Extracted text Block Start

The Jaguars shocked the NFL by drafting Cal defensive tackle Tyson Alualu with the 10th overall pick in April's draft, a player many had pinned as a late 1st round or early 2nd-round pick. With the team the subject of so much relocation talk, Alualu is not the solution most Jacksonville fans were hoping for.
It takes years for most defensive tackles to be groomed into effective players, but expectations are still going to be sky high for a player who might not be ready for an impact role in 2010.
#6: Joseph Addai
Joesph Addai was under serious pressure in to perform in 2009, and he delivered. Addai resurrected his career, which looked to be on the decline after an injury plagued 2008.
The Colts showed their concern over Addai's decline by drafting running back Donald Brown with their 2009 first round pick, but he received minimal playing time due to Addai's revitalized play.
Bill Polian and his coaching staff won't keep Brown waiting in the wings for long, but if Addai can deliver under pressure once again, he might earn another year as Indianapolis' feature running back.
#5: Dunta Robinson's Replacement
Dunta Robinson's departure from Houston might prove to be a fatal blow to the Texans' playoff hopes.
In an effort to replace the team's only lockdown corner, the Texans will look to first-round pick Kareem Jackson, veteran Glover Quinn, and perhaps safety Bernard Pollard to fill Robinson's shoes.
Whoever wins this battle will have the arduous task of anchoring a defense expected to keep up with a playoff-ready offense, and pressure will be plentiful.
#4: Chris Johnson
There's little question over whether or not Chris Johnson will put up superstar numbers in 2010, but after such an ugly holdout, pressure will be on Johnson to produce numbers that make up for the distraction he caused this summer.
All eyes have been on Johnson this summer, as many speculate and anticipate how long 2009's NFL Offensive Player of the Year will hold out for.

Extracted text Block End

About this task>
Carry on the article about NFL players under pressure in 2010 from the point where it stops. The material that comes next has nothing to do with this.

Data segment Block Start

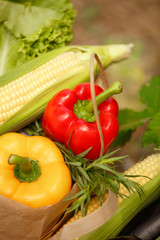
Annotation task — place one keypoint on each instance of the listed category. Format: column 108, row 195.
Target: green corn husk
column 35, row 107
column 126, row 211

Data segment Block End

Written answer>
Assuming Johnson gets his pay raise, fans will expect the running back to replicate his 2009 play, which is a feat unlikely to be accomplished. Unless Johnson is able to reproduce 2,000 yards, he is setting himself up to look like just another greedy athlete.
#3: David Garrard
Since running former first round pick Byron Leftwich out of town in 2007, Jaguars quarterback David Garrard has led Jacksonville to one playoff appearance, but not much else.
After signing a lucrative contract extension in 2008, Garrard's play has been simply pedestrian, and he has not displayed the skill or the stats to prove that he can lead this team to a Super Bowl, or even a deep playoff run.
Excuses are beginning to run short for Garrard who finally has a big play receiver in Mike Sims-Walker as well as a top 10 rushing offense. And, it's no stretch to believe that the Jags may look for a young quarterback to reignite fans' excitement in the franchise.
Pressure will be sky-high for Garrard in 2010, and one more lackluster year could spell the end of his days in Jacksonville.
#2: Steve Slaton
Steve Slaton's rookie campaign put him on the trail to stardom and a feature role in the Houston Texans explosive offense.
But after seeing a drastic drop in his numbers from 2008 to 2009, a year in which Slaton was nagged by injuries, the primary running back role might be slipping from his grasp.
Slaton simply failed to produce in 2009, posting just 437 yards and 3 touchdowns. A product of the injury, overwork in 2008, or a simple decline in skill?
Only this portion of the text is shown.